> **Task**: Among the records below, find the line that has "Where can you see the post"; from there, give the lines again exactly, and stop after the line that has "column 55, row 638".

________

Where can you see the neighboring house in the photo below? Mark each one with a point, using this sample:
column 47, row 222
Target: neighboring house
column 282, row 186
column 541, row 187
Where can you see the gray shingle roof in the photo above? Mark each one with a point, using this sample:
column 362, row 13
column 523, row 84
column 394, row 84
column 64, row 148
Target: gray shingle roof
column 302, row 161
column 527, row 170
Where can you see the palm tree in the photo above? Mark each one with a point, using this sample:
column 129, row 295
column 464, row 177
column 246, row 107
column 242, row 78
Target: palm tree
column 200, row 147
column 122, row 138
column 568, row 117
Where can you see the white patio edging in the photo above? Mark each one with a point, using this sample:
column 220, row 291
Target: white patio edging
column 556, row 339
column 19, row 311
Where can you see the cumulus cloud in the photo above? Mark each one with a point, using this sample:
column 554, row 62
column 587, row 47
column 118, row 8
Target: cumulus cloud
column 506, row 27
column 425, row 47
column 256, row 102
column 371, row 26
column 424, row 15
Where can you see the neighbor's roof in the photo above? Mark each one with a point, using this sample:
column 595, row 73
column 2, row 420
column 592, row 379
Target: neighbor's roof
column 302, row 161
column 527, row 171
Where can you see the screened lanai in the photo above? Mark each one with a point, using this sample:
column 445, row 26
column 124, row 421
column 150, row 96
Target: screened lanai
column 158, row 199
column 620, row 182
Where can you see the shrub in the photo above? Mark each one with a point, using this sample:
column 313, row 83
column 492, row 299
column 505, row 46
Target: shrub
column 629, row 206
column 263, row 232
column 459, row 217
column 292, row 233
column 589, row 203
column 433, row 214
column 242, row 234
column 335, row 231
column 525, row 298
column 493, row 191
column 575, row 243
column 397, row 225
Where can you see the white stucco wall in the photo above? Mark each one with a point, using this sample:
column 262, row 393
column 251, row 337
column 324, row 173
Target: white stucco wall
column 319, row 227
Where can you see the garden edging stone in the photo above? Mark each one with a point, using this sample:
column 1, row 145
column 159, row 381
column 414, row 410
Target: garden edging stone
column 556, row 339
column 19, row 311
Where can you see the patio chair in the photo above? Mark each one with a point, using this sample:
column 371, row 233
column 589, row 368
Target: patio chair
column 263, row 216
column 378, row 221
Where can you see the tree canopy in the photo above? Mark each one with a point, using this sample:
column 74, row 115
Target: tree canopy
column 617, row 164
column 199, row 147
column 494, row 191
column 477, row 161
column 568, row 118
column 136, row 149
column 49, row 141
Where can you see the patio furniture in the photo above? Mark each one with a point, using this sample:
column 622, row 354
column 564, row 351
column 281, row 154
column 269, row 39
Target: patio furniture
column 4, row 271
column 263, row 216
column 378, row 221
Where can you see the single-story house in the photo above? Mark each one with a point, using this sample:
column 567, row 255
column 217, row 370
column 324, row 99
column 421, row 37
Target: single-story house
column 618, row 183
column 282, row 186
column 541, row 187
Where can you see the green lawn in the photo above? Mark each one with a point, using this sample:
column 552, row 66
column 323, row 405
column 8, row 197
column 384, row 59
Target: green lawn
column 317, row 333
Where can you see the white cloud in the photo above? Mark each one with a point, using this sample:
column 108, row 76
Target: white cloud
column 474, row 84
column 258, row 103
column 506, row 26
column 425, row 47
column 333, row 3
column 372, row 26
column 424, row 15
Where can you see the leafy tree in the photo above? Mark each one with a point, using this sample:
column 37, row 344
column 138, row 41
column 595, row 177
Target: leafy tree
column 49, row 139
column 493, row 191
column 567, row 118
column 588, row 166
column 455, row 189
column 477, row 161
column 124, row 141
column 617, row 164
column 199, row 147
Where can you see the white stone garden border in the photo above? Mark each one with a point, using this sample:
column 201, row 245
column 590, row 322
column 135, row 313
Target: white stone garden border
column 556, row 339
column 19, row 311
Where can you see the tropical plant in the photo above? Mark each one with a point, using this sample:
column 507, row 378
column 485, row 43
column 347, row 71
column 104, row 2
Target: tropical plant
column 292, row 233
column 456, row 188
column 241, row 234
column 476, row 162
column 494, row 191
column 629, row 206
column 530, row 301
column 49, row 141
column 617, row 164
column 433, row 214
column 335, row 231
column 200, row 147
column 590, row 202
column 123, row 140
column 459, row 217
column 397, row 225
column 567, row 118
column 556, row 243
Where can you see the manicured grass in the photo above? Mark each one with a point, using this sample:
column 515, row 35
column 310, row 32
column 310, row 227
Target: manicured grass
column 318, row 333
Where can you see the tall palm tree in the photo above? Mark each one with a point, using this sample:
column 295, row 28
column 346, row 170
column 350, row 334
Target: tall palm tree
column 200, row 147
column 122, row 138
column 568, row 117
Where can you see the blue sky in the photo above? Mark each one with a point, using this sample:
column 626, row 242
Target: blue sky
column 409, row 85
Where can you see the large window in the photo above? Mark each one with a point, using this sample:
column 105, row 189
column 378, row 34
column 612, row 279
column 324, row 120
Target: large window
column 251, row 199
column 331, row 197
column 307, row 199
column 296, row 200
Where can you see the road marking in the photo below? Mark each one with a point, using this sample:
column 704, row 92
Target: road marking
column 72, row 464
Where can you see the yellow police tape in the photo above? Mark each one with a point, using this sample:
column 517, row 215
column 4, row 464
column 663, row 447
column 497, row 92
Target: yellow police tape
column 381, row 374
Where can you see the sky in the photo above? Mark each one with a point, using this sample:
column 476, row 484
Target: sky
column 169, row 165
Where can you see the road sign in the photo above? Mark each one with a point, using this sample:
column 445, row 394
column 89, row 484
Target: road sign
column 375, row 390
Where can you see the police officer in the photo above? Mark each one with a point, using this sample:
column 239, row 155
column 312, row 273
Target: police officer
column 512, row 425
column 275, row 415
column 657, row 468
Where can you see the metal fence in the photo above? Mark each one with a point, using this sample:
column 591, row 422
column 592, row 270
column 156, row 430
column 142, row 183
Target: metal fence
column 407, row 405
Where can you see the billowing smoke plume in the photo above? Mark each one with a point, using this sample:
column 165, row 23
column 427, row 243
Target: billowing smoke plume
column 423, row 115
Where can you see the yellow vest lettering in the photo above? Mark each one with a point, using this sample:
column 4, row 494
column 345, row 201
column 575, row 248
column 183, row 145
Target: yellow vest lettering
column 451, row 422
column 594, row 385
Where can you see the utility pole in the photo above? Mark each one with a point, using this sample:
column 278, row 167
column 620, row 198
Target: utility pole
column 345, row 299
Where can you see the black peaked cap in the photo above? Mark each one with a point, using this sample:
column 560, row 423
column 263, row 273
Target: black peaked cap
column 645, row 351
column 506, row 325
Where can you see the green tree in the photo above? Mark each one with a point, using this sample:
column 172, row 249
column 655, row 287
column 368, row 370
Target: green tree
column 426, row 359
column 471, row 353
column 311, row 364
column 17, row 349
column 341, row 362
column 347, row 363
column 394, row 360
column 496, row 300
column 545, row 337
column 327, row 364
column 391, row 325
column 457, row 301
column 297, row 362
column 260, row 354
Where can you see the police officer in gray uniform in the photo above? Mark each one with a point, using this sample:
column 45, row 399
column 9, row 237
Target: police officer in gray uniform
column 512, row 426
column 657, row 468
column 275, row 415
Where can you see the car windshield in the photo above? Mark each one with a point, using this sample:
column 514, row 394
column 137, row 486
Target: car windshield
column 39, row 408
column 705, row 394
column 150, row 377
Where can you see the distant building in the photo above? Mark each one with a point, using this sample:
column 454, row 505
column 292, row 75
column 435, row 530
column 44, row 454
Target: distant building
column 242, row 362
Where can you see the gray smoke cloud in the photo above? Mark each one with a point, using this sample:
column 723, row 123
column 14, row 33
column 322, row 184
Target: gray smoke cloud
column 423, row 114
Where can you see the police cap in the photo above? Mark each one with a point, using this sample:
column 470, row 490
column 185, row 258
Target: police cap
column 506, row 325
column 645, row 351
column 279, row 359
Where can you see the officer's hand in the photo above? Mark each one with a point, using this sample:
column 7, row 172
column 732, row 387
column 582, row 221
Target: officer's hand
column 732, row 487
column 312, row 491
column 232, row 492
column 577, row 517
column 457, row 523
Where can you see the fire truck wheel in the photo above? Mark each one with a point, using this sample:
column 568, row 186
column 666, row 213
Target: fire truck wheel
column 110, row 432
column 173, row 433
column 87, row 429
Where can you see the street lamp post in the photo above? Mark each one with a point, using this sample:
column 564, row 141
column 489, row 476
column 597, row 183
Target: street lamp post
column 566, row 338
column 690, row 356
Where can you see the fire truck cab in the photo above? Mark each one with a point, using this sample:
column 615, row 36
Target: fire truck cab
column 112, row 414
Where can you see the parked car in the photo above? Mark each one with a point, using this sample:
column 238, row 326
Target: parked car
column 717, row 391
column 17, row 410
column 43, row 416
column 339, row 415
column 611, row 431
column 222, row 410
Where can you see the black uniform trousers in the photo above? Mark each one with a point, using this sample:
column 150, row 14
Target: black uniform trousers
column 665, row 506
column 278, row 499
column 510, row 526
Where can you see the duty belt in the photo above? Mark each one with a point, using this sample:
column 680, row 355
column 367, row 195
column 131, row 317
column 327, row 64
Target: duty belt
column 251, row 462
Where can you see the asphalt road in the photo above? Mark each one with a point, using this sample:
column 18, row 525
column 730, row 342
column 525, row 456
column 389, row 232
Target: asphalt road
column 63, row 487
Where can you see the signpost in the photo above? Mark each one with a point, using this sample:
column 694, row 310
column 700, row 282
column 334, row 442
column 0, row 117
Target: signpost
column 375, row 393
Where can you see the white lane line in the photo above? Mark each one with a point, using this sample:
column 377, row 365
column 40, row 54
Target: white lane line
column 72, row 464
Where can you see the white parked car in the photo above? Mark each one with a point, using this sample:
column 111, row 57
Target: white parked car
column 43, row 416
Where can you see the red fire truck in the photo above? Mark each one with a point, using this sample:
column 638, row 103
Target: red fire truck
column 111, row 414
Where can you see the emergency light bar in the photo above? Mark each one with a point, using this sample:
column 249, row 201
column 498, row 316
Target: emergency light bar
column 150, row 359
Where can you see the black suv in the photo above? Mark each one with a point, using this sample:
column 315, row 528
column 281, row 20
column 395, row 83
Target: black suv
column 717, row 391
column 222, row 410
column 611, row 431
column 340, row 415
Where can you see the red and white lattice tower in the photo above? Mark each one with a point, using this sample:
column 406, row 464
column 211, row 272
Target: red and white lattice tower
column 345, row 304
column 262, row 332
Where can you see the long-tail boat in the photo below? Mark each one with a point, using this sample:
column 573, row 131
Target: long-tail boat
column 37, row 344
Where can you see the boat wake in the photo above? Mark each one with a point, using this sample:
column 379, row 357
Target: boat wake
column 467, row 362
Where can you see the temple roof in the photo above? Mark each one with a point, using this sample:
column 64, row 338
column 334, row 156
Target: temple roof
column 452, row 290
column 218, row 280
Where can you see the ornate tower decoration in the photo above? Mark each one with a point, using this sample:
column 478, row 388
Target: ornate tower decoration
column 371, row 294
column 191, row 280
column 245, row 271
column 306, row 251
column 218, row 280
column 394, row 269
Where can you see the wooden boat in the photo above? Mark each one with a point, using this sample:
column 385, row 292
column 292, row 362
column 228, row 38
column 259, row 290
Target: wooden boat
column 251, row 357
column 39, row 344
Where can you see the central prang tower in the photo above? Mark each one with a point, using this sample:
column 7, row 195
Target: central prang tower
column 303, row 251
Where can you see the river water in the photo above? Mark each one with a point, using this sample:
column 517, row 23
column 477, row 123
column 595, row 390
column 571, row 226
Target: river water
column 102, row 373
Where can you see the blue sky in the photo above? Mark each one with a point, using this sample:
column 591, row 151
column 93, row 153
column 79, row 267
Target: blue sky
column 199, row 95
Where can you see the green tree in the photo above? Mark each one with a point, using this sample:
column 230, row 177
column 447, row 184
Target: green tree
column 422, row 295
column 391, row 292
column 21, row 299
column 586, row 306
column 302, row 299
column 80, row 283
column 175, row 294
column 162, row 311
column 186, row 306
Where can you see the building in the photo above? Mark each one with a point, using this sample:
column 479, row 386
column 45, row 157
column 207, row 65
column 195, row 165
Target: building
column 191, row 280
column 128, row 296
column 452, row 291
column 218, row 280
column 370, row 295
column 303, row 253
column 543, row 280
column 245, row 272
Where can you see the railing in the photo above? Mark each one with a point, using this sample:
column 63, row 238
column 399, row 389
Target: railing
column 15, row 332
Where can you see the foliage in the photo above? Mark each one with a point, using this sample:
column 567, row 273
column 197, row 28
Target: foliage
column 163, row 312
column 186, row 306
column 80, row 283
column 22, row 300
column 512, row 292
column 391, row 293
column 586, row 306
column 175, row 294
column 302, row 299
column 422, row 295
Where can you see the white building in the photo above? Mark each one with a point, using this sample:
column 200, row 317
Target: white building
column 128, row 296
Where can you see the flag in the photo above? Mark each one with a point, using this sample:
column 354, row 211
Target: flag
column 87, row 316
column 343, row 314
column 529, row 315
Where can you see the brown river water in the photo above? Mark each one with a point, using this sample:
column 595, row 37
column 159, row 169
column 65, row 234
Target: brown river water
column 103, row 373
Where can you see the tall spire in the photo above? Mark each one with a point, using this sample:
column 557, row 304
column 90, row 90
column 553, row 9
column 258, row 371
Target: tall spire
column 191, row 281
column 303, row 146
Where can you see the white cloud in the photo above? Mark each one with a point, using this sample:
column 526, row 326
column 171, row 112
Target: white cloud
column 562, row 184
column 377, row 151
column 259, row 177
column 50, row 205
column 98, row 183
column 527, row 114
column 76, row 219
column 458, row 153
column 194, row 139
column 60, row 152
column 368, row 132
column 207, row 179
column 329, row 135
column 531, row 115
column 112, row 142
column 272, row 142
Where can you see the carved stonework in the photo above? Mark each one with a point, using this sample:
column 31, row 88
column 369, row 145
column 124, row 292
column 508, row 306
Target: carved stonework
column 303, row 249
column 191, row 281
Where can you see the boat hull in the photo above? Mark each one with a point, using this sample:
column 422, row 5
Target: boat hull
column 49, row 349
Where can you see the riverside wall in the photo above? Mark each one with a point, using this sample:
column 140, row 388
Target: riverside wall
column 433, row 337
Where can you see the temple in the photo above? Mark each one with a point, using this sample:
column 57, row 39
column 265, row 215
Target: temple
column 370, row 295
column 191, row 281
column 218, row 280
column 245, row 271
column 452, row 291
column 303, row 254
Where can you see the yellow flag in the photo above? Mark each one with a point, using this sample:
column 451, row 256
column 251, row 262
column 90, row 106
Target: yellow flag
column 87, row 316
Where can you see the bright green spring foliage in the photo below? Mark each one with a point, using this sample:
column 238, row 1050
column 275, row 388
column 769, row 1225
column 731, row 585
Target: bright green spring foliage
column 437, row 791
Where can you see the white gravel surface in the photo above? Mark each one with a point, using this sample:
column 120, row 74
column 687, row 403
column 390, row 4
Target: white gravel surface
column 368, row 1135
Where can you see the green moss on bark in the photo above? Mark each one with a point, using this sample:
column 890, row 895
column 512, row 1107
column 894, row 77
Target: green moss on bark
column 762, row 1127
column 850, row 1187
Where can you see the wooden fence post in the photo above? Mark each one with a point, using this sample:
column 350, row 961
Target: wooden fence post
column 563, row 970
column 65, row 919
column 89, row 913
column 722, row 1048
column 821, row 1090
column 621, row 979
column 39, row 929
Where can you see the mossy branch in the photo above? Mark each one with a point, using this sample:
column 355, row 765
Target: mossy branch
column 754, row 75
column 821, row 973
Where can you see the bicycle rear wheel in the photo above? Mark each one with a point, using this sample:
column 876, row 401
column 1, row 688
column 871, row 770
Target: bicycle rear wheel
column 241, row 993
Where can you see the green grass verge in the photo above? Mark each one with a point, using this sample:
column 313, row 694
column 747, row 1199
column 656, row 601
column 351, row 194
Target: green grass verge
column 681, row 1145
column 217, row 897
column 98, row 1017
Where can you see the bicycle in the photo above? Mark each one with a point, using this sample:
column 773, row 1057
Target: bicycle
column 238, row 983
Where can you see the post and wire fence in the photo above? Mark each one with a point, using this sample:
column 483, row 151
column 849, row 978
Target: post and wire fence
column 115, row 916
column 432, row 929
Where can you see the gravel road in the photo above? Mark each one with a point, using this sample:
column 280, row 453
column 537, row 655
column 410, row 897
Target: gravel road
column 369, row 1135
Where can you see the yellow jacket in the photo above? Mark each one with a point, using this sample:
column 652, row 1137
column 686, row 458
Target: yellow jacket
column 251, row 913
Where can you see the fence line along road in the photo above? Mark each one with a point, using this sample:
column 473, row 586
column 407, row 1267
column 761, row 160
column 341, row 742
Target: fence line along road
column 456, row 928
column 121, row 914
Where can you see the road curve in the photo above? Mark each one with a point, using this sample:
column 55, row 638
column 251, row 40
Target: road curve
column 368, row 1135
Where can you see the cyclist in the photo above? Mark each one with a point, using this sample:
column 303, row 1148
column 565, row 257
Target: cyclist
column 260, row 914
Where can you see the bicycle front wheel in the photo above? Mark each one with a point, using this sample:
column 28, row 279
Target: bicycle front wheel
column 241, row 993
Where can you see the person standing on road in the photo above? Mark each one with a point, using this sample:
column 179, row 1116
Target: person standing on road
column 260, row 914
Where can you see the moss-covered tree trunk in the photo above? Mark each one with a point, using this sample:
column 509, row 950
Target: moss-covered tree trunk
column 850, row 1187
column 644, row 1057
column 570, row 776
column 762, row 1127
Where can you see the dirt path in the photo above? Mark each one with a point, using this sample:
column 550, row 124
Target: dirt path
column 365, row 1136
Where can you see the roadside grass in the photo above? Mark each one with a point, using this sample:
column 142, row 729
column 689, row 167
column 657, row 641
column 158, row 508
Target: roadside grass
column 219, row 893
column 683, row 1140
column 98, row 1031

________

> **Written solution**:
Where can you see the post and wire fence in the photo above? Mark each one with a point, using this sample:
column 483, row 151
column 849, row 978
Target: post and wire fence
column 115, row 916
column 432, row 929
Where can you see the gravel road in the photo above? Mark each one with a point, using this sample:
column 280, row 453
column 537, row 655
column 410, row 897
Target: gravel road
column 369, row 1135
Where can you see the yellow jacket in the photo above? Mark each one with a point, using this sample:
column 652, row 1137
column 686, row 458
Target: yellow jacket
column 251, row 913
Where can you see the fence line along road in the photo above? Mark each one with a point, using this sample:
column 473, row 586
column 407, row 1267
column 761, row 160
column 341, row 742
Target: fence line along road
column 456, row 928
column 121, row 914
Where can you see the road curve in the photo above? Mark each one with a point, using this sample:
column 55, row 638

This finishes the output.